The concept is deceptively simple. Solar panels stationed in geostationary orbit collect sunlight around the clock, unblocked by clouds, nightfall, or seasons. That energy is converted into a focused microwave or laser beam aimed at a ground receiver, which turns it back into grid-ready electricity. For a company whose AI training clusters can burn through megawatts continuously for weeks at a stretch, the promise of truly uninterrupted clean power is hard to ignore.
Why Meta is looking beyond the grid
AI models have become voracious consumers of electricity. Training a single large language model can require tens of megawatts sustained over months, and inference demand grows every time a new feature rolls out to billions of users. The International Energy Agency projected in early 2026 that global data center electricity consumption could more than double by 2030, with AI accounting for the largest share of that increase.
Meta has already moved to lock in conventional clean energy. The company holds long-term power purchase agreements for terrestrial wind and solar farms across multiple continents, and reporting throughout 2024 and 2025 indicated it was exploring nuclear options alongside rivals Microsoft and Amazon. But traditional renewables come with well-known limits: solar panels stop producing after sunset, wind turbines depend on weather, and grid congestion in key data center corridors from northern Virginia to the Netherlands has made new interconnections slow and expensive.
Space-based solar, at least in theory, sidesteps all of those problems. An orbital array in geostationary orbit receives sunlight more than 99 percent of the time, and a dedicated beam link could deliver power directly to a receiver near a data center campus, bypassing congested transmission networks entirely.
The science is real, but the engineering gap is wide
The physics behind orbital power beaming have been studied for decades. A technical report produced by Lawrence Livermore National Laboratory and published by the U.S. Department of Energy around 2004 laid out the feasibility of laser and optical power transmission from space, examining system design, performance modeling, and atmospheric interference. While that study is now more than two decades old and predates the current AI energy boom, it established that the concept rests on proven electromagnetic principles, not speculation.
More recently, the field has moved from paper studies to hardware. In 2023, Caltech’s Space Solar Power Demonstrator (SSPD-1) successfully transmitted energy wirelessly in orbit for the first time, a milestone that shifted the conversation from “could this work?” to “how fast can it scale?” The European Space Agency’s SOLARIS initiative and the UK’s Space Energy Initiative have both funded feasibility work aimed at commercial deployment within the next decade.
Still, the distance between a laboratory proof of concept and a commercial power plant in the sky is enormous. Every conversion step, from sunlight to electricity, electricity to beam, beam through the atmosphere, and beam back to electricity, loses energy. No publicly available peer-reviewed study has yet demonstrated end-to-end efficiency figures that would make orbital solar cost-competitive with terrestrial alternatives at scale. Launch costs have fallen dramatically thanks to reusable rockets, but lofting the massive solar arrays and beam-forming hardware needed for gigawatt-class output would still require hundreds of heavy-lift flights.
What the deal does and does not tell us
Bloomberg’s reporting confirms that Meta has entered into an agreement, but key details remain undisclosed. The company has not named the orbital provider, specified the expected power output, or indicated when it anticipates receiving its first kilowatt-hours from space. Whether the contract is a firm power purchase agreement, a research partnership, or an option on future capacity is unclear. Meta has not filed any related disclosure with the Securities and Exchange Commission, and no company executive has spoken on the record about the arrangement.

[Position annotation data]
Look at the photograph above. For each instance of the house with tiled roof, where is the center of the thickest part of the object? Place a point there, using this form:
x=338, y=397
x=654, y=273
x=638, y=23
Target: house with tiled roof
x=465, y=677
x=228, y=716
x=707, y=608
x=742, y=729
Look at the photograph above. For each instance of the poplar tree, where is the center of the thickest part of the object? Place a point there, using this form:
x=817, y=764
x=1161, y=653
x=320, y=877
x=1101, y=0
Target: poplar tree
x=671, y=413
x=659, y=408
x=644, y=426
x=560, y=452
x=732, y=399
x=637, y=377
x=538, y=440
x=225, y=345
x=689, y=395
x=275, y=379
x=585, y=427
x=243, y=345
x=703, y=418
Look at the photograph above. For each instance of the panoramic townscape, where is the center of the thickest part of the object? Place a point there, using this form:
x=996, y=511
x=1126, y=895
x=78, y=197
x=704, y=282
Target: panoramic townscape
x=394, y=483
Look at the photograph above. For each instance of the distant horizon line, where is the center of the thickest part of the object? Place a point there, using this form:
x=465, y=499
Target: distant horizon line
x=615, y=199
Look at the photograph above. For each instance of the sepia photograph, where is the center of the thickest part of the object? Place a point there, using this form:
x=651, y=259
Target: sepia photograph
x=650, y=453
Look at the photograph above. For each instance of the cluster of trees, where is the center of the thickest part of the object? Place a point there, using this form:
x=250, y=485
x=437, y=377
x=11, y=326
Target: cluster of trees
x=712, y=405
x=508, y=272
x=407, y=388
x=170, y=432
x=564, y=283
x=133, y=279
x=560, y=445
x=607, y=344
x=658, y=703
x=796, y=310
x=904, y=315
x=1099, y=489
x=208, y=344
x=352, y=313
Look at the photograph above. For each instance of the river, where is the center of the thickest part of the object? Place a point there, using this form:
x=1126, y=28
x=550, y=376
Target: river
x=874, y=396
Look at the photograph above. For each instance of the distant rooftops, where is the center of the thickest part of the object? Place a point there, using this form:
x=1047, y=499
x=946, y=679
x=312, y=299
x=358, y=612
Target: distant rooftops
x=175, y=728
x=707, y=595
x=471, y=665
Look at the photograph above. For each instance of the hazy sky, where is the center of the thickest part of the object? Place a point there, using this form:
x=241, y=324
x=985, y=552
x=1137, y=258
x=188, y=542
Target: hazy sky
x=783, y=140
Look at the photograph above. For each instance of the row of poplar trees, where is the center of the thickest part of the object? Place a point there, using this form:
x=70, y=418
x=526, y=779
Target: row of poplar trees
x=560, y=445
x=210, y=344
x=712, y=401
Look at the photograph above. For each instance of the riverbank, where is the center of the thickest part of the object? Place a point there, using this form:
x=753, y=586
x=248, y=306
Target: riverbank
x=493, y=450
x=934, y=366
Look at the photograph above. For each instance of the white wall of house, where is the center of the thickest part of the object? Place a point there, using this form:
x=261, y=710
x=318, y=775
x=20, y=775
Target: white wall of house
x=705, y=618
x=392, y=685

---

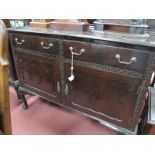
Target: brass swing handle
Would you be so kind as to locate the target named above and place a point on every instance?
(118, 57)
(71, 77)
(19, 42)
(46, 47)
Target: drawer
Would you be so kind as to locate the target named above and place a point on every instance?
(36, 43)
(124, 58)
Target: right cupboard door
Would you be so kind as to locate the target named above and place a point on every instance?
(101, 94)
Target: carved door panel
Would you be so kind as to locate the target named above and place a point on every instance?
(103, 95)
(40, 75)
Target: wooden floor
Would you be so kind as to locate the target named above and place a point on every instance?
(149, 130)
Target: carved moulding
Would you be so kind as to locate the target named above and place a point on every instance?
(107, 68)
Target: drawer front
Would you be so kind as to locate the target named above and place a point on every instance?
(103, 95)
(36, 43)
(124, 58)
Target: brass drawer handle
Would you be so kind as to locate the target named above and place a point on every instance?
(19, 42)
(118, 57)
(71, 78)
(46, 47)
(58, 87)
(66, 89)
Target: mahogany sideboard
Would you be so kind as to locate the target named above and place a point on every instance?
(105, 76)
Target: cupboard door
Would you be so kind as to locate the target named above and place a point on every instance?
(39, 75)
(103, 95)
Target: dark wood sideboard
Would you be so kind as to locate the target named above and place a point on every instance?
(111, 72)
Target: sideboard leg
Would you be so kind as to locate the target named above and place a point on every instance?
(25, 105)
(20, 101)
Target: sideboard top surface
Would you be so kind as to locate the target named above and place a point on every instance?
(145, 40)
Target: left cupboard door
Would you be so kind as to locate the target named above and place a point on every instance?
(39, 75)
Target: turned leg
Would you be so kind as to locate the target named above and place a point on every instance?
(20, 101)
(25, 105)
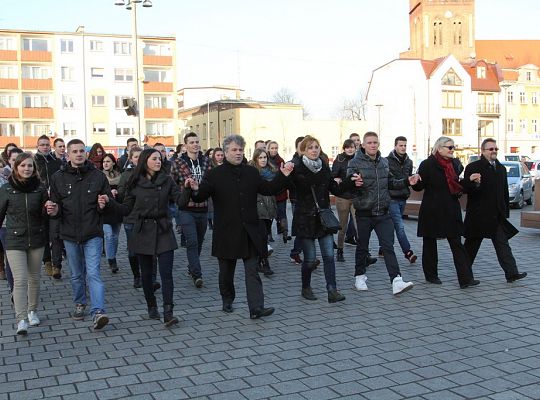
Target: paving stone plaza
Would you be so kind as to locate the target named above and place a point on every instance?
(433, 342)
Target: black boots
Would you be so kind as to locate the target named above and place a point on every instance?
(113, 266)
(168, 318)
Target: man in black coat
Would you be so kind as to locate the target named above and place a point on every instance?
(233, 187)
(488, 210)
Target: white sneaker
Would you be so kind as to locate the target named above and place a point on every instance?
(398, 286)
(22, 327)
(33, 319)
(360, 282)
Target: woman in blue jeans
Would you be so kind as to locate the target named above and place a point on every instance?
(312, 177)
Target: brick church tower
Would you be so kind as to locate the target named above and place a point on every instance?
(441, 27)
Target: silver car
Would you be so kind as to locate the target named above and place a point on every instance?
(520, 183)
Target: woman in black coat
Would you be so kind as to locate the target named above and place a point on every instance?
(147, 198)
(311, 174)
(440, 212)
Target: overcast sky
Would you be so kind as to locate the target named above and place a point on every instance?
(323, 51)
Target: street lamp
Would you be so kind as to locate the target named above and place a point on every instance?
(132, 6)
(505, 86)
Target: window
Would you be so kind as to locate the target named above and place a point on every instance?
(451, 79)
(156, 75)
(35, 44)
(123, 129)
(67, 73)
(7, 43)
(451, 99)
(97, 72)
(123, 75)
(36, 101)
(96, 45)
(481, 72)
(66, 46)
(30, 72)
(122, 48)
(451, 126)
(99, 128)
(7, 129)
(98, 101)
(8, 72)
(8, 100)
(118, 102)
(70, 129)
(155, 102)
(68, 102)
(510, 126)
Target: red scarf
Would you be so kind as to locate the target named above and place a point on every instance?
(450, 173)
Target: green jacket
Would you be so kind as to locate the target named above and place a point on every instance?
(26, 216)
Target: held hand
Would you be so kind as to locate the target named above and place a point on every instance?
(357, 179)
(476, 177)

■ **Set of tasks**:
1 – According to the article on space-based solar power, how often does an orbital array in geostationary orbit receive sunlight?
2 – Write the next part of the article on space-based solar power, picking up right after its final sentence.

■ **Answers by task**:
1 – More than 99 percent of the time.

2 –
That ambiguity matters. A binding, large-scale PPA would signal genuine confidence that the technology is approaching commercial readiness. A smaller research agreement or option contract would suggest Meta is placing an early bet to secure priority access if the technology matures, a hedging strategy rather than a power procurement plan.
Regulatory and community hurdles ahead
Even if the engineering works, beaming concentrated energy from orbit to Earth raises questions no government has fully answered. Aviation authorities would need to verify that power beams pose no risk to aircraft flying through or near the transmission corridor. Spectrum regulators would need to allocate and protect the frequencies used for energy transfer, ensuring they do not interfere with communications satellites or ground-based wireless networks. As of May 2026, no country has enacted a comprehensive regulatory framework for receiving beamed power from space.
On the ground, siting a receiver station presents its own challenges. A rectifying antenna (rectenna) for microwave beams or a tuned photovoltaic array for laser transmission would require a significant land footprint near the data center or a robust grid connection to move the power. Communities that have already clashed with data center developers over noise, water use, and transmission line construction may view an unfamiliar energy receiver with skepticism, particularly if the technology is poorly explained or perceived as hazardous.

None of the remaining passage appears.